§ **WHAT TO DO**
From the listing below, copy only the lines from the line that contains "x=934, y=231" to the line that contains "Target: brown cardboard surface", counting those two lines as part of the copy.

Start of RECORDS SUPPLIED

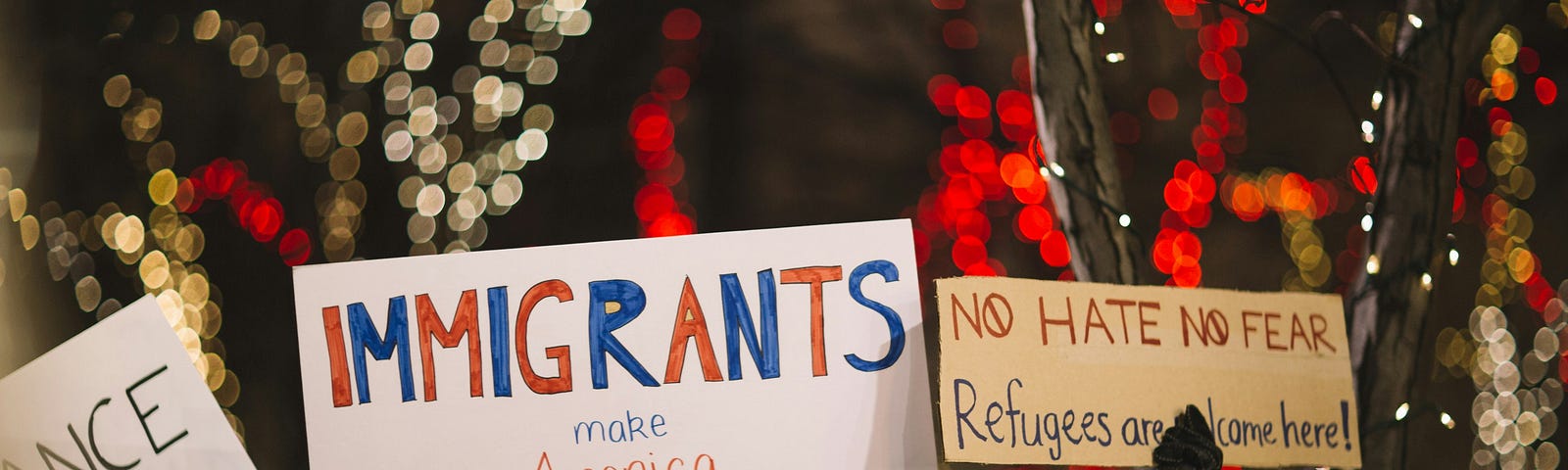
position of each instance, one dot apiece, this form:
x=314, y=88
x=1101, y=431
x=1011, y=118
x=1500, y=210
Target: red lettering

End of RECORDS SUPPLIED
Start of RECORDS SUPPLIED

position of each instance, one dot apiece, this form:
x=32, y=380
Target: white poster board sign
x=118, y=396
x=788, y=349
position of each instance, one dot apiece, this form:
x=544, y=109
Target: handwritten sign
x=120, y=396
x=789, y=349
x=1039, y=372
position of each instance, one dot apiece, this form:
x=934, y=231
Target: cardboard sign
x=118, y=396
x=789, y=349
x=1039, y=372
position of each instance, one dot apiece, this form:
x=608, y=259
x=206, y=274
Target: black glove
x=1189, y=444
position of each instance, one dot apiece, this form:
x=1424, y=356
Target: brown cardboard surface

End of RECORDS SUPPLIED

§ **EXPECTED OUTPUT**
x=934, y=231
Target: cardboard sign
x=118, y=396
x=789, y=349
x=1039, y=372
position of each instance, one dot apiece, this form:
x=608, y=259
x=206, y=274
Target: black glove
x=1189, y=444
position of each instance, one dot apiece, this form:
x=1424, y=356
Target: brown cardboard surface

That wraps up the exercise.